> **Task goal**: Rewrite the items below from the start through the line with "160,186 -> 200,223", substituting "slender twig" for "thin twig" and changing nothing else.

> **Records provided**:

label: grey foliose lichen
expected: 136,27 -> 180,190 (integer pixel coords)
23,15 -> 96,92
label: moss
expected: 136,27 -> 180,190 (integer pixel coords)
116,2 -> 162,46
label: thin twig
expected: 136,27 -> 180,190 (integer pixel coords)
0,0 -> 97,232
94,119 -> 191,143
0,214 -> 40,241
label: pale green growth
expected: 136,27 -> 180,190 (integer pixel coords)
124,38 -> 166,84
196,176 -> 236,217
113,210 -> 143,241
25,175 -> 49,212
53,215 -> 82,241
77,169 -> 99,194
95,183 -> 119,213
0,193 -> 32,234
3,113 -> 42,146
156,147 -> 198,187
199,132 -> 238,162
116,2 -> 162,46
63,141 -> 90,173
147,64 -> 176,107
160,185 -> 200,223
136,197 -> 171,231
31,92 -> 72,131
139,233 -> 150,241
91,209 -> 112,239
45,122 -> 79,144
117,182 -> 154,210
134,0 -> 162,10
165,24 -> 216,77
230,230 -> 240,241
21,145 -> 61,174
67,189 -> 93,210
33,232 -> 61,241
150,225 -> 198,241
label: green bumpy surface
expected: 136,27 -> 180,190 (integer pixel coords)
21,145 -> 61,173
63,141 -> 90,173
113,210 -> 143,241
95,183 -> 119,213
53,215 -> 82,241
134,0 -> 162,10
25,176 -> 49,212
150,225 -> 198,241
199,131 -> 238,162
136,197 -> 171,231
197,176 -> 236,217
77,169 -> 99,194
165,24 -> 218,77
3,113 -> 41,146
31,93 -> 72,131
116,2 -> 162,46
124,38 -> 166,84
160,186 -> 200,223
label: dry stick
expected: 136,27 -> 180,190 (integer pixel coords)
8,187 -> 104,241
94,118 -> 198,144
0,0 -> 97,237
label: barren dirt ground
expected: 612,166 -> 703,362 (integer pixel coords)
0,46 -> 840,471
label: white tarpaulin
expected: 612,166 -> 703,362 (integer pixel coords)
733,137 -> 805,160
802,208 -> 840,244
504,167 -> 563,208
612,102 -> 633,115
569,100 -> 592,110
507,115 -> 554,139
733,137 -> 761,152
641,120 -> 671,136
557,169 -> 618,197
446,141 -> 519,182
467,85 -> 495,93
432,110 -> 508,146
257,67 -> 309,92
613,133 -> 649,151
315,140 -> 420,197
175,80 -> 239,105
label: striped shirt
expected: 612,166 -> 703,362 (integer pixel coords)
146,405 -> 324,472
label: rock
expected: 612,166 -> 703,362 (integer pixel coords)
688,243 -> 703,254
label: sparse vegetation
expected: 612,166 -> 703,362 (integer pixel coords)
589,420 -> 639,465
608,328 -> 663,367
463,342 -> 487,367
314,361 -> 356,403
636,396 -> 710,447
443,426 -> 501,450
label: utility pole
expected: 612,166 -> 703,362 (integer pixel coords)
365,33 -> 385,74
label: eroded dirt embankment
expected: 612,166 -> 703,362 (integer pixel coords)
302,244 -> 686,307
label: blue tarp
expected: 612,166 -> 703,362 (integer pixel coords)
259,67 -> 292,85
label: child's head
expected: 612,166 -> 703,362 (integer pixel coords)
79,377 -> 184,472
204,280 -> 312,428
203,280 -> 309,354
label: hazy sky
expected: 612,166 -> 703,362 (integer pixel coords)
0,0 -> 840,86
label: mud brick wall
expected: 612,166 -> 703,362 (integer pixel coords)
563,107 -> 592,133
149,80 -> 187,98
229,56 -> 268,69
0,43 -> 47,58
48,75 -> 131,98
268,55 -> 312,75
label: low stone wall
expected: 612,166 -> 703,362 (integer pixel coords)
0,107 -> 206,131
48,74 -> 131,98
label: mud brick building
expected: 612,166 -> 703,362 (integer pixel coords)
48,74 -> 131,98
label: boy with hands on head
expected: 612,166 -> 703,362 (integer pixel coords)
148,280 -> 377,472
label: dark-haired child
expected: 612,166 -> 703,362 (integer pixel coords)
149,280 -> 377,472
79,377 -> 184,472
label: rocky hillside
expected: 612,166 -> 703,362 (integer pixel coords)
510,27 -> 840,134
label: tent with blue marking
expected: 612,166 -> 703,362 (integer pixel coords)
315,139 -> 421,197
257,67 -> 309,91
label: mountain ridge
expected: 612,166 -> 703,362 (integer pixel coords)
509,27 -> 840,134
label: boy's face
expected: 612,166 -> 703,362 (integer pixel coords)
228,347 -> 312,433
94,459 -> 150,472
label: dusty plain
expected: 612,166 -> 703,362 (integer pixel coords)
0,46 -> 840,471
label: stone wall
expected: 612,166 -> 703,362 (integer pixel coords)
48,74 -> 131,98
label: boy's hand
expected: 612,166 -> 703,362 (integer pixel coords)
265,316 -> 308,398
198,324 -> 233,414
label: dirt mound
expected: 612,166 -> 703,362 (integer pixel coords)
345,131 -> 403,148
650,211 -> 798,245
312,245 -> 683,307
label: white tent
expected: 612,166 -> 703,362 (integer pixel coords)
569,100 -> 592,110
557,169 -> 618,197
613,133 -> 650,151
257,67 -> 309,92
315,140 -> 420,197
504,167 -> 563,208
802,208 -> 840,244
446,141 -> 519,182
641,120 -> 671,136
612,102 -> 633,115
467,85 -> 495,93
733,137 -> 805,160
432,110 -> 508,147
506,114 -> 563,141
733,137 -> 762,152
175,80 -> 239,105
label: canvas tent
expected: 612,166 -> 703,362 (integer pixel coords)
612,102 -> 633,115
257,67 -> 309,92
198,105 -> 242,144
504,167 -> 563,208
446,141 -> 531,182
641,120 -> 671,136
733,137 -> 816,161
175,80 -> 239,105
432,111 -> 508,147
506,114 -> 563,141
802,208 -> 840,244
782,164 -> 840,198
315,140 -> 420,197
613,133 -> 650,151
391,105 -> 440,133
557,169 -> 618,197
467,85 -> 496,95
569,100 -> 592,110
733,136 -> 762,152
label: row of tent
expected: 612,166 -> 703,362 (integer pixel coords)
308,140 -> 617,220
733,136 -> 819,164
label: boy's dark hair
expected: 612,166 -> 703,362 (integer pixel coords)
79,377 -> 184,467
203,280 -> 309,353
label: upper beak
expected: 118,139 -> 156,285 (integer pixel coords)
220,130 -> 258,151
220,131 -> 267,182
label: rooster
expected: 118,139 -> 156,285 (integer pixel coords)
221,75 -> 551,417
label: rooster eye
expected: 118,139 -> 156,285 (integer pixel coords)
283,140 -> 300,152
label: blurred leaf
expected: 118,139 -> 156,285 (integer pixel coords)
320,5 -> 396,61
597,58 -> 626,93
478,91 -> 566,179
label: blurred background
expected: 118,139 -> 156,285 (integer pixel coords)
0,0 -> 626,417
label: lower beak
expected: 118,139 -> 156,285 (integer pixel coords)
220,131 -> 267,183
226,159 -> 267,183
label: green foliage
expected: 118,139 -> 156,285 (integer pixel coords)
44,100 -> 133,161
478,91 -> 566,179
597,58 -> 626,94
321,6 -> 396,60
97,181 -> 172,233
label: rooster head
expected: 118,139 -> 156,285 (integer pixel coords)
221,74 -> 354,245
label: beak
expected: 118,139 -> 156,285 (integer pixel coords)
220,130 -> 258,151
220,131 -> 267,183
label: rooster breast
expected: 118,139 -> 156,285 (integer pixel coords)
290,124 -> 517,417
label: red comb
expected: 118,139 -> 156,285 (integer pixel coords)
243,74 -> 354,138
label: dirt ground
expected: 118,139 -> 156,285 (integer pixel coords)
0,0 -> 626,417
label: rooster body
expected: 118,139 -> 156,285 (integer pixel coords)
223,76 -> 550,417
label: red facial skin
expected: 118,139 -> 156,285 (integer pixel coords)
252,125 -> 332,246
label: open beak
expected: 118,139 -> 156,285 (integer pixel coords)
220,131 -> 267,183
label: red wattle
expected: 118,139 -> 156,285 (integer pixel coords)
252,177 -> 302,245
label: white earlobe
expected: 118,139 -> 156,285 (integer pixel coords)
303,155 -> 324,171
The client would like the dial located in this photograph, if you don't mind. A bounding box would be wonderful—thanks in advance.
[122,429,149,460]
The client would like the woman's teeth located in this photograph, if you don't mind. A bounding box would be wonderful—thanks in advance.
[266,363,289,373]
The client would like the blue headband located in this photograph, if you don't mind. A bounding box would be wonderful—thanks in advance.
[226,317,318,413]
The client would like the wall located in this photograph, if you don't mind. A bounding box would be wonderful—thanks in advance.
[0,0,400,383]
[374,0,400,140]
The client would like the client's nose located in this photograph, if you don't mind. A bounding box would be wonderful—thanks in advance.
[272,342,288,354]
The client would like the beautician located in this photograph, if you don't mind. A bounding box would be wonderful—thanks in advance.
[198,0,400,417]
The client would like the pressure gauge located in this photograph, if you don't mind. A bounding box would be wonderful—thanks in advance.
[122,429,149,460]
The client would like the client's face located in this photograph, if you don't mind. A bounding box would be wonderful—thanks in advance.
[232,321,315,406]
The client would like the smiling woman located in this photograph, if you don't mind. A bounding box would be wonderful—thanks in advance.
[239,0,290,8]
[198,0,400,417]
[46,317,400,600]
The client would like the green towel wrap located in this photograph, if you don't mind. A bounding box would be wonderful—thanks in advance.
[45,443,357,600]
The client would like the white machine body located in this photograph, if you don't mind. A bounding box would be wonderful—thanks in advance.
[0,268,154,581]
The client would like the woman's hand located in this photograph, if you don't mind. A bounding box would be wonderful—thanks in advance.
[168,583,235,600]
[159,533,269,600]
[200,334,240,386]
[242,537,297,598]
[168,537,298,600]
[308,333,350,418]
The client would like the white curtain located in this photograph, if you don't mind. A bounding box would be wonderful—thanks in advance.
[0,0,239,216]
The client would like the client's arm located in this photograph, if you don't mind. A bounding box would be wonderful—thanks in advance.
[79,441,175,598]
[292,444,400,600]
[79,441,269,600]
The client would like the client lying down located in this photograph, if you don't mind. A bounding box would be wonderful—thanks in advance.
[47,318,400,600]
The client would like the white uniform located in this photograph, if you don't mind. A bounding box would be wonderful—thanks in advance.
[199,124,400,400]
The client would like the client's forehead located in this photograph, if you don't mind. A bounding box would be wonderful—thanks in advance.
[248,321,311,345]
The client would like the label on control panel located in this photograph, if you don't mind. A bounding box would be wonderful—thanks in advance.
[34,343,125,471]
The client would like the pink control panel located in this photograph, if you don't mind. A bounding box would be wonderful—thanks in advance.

> **Task answer**:
label: grey foliose lichen
expected: 136,27 -> 180,190 (integer pixel coords)
23,15 -> 96,92
label: moss
expected: 136,27 -> 180,190 (integer pixel coords)
116,2 -> 162,46
label: slender twig
expected: 136,27 -> 180,190 (integer pixel coords)
0,0 -> 97,232
94,119 -> 191,143
0,214 -> 40,241
label: pale green growth
expected: 136,27 -> 180,190 (integer pixel coords)
124,38 -> 166,84
196,176 -> 236,217
113,210 -> 143,241
25,175 -> 49,212
53,215 -> 82,241
77,169 -> 99,194
95,183 -> 119,213
0,193 -> 32,234
3,113 -> 42,146
156,147 -> 198,187
199,132 -> 238,162
116,2 -> 162,46
63,141 -> 90,173
147,64 -> 176,107
160,185 -> 200,223
136,197 -> 171,231
31,92 -> 72,131
139,233 -> 150,241
91,209 -> 112,239
45,122 -> 79,144
117,182 -> 154,210
134,0 -> 162,10
165,24 -> 216,77
230,230 -> 240,241
21,145 -> 61,174
67,189 -> 93,210
33,232 -> 61,241
150,225 -> 198,241
label: green bumpy surface
expected: 136,27 -> 180,190 (integer pixel coords)
21,145 -> 61,173
63,141 -> 90,173
113,210 -> 143,241
95,183 -> 119,213
53,215 -> 82,241
134,0 -> 162,10
25,176 -> 49,212
150,225 -> 198,241
199,131 -> 238,162
136,197 -> 171,231
197,176 -> 236,217
77,169 -> 99,194
165,24 -> 218,77
3,113 -> 41,146
31,93 -> 72,131
116,2 -> 162,46
124,38 -> 166,84
160,186 -> 200,223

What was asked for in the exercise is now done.